Text shown:
===============

# Carnage 4th FEb



## on_the_fly (Jan 24, 2006)

I haerd a rumor that this was at the Black Swan. Anyone know a web site etc etc? 


Many thanks



(i want to get really fuckkered this time)


----------



## rubbershoes (Jan 24, 2006)

wouldn't you prefer to get totally munted somehwere more comfortable and congenial


----------



## DaveCinzano (Jan 24, 2006)

there y'go:

Main Room

DK Roon (Inukshuk/Osmosis)
Heretic (Inukshuk)
Si Griff (Osmosis)
Mark Levitator
Trauma

Upstairs

The Break Alliance (DJ Ram + 5 Stylez)
DJ Time (Breakout)
Steve Redux (Giant Robot)

===============

Dataset records:
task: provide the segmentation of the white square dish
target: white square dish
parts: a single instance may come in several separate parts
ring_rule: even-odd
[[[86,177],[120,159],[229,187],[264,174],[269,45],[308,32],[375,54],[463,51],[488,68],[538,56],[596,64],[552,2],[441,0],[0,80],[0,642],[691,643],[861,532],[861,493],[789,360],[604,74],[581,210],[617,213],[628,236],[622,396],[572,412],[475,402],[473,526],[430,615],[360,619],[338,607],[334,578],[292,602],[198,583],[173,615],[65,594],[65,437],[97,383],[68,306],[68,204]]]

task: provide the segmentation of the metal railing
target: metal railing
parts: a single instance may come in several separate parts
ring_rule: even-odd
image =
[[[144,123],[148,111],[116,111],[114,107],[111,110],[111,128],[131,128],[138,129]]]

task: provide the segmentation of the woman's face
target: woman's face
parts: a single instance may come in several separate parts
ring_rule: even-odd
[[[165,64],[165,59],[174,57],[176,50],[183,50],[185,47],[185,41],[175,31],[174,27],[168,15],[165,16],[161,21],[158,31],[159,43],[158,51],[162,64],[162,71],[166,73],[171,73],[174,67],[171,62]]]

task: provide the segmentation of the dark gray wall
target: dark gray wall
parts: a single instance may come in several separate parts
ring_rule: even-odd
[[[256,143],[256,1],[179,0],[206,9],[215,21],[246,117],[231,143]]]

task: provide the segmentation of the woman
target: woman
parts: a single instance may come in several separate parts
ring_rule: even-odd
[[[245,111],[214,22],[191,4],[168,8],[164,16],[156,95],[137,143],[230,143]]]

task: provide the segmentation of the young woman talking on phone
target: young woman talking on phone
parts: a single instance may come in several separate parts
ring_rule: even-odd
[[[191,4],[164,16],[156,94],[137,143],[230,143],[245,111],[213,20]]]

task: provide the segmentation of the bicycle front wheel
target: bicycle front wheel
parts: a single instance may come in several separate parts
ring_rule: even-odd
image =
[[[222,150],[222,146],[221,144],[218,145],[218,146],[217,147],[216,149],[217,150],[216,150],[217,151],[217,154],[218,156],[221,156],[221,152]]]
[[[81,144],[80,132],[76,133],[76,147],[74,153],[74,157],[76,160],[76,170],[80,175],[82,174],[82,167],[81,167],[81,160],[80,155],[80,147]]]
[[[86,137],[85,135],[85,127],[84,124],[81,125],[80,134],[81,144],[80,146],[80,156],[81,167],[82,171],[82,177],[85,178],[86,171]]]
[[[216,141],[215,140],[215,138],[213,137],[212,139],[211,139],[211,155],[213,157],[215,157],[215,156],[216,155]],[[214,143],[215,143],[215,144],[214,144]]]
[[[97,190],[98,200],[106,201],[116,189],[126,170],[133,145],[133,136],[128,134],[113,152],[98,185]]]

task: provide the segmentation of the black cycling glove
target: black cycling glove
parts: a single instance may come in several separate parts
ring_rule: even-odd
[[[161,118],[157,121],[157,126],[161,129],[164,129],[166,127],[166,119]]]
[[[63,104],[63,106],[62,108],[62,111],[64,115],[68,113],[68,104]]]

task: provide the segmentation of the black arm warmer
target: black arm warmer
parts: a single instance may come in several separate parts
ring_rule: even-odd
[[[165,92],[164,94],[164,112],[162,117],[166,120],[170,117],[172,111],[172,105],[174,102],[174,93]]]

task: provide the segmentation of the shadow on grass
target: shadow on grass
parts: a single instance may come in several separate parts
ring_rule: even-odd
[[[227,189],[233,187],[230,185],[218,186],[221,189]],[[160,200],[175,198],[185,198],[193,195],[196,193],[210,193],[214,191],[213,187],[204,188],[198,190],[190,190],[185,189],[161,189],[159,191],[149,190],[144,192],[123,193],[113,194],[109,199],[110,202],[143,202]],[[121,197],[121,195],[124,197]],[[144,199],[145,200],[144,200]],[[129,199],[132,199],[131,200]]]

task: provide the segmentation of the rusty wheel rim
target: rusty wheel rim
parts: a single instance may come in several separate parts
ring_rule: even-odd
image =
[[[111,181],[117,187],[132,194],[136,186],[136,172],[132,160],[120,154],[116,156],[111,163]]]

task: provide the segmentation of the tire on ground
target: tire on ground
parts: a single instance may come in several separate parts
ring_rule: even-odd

===============

Problem:
Carry on the forum thread about the Carnage night at the Black Swan from the point where it stops. This material comes from a separate source.

Final result:
Side Room
The Out Of Phase crew


4th February
Black Swan, Easton
10-5
£5/£4 members

www.carnagetechno.com


----------



## on_the_fly (Jan 24, 2006)

TY Mr KRS..I have to show someone the CLUBBING world, break them in on Carnage TEchno followd by some Hardcore breakcore and D&B so im starting them off slowly !

Intro to the chemical wonders and U75 might be too much in a space for 4 days, but hey if we are both welcome we might just make all 4 events !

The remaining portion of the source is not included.